Start of SELECTION
Or what every Hannah-Barbara cartoon following Scooby-Doo was to Scooby-Doo

Granted they kind of flooded the market with the anthropomorphic RADICAL team thing, but there was still fun potential to be had with the Street Sharks
This is also true, be they shark or buggy

What was the one where they had to hang upside down so they goo-ed back together, clearly to sell the toys?

it was a TMNT knock-off that hit too late.
I liked it alot as a kid though.

The humans turned into animals angle was cool. honestly, I could see a reboot that was focused on story/characters (as opposed to a toy commercial) working well

Never watched the show or had any toys, but these look freaking sick. Look at how HUGE and MEATY they are. They could eat your other pussy-ass action figures whole.

Street Sharks made their product placement shit way too obvious, the characters don't have good distinguishing characteristics (besides physical) and the plot was overall pretty boring.

They had a black scientist lady, that's about it

they make her white in the 2018 reboot

how would Sup Forums react?

because no movies or top tier arcade games from Konami like the turtles

maybe little ass kids saw the sharks as being scary despite being the good guys

Honestly Street Sharks is probably one of the few things I would welcome a gritty reboot for.
End of SELECTION
Start of DATA RECORDS
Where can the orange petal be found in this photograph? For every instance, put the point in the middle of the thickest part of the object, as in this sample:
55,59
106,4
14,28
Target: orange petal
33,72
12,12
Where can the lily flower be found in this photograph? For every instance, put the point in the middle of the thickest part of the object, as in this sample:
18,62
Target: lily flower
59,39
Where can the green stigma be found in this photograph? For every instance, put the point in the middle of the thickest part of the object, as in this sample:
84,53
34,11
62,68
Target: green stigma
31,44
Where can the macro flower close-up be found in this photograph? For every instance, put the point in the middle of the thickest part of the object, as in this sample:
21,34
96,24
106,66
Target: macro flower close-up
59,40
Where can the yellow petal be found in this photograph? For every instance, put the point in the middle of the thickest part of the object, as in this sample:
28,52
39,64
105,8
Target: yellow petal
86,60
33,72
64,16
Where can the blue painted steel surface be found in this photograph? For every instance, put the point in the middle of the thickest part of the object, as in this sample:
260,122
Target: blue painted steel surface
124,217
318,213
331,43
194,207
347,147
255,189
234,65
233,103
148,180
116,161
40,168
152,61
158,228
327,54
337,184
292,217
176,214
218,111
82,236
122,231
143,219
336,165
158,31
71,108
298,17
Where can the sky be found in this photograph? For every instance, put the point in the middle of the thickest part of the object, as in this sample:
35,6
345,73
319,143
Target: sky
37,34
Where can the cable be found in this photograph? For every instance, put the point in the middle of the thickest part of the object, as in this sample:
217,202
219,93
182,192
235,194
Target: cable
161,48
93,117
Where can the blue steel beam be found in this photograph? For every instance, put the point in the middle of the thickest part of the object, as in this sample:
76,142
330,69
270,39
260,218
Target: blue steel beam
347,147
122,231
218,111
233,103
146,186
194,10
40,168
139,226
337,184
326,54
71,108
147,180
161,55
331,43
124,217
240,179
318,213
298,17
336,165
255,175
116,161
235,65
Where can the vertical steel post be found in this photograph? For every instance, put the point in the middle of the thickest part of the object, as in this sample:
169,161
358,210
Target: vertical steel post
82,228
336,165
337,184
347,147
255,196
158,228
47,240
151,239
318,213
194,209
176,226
End of DATA RECORDS
WHAT TO WORK ON:
[1] Rewrite the paragraph of the thread on Street Sharks that begins "Street Sharks made their product placement" as a short list, keeping its main points.
[2] Give the lines of the records as a JSON list of strings, one string per line and no blank lines. Start with the line that contains "Where can the cable" and continue through the end of the records.

SOLUTIONS BY TASK:
[1]
- The product placement was far too obvious.
- The characters had no good distinguishing traits beyond their physical ones.
- The plot was mostly boring.

[2]
[
  "Where can the cable be found in this photograph? For every instance, put the point in the middle of the thickest part of the object, as in this sample:",
  "217,202",
  "219,93",
  "182,192",
  "235,194",
  "Target: cable",
  "161,48",
  "93,117",
  "Where can the blue steel beam be found in this photograph? For every instance, put the point in the middle of the thickest part of the object, as in this sample:",
  "76,142",
  "330,69",
  "270,39",
  "260,218",
  "Target: blue steel beam",
  "347,147",
  "122,231",
  "218,111",
  "233,103",
  "146,186",
  "194,10",
  "40,168",
  "139,226",
  "337,184",
  "326,54",
  "71,108",
  "147,180",
  "161,55",
  "331,43",
  "124,217",
  "240,179",
  "318,213",
  "298,17",
  "336,165",
  "255,175",
  "116,161",
  "235,65",
  "Where can the vertical steel post be found in this photograph? For every instance, put the point in the middle of the thickest part of the object, as in this sample:",
  "169,161",
  "358,210",
  "Target: vertical steel post",
  "82,228",
  "336,165",
  "337,184",
  "347,147",
  "255,196",
  "158,228",
  "47,240",
  "151,239",
  "318,213",
  "194,209",
  "176,226"
]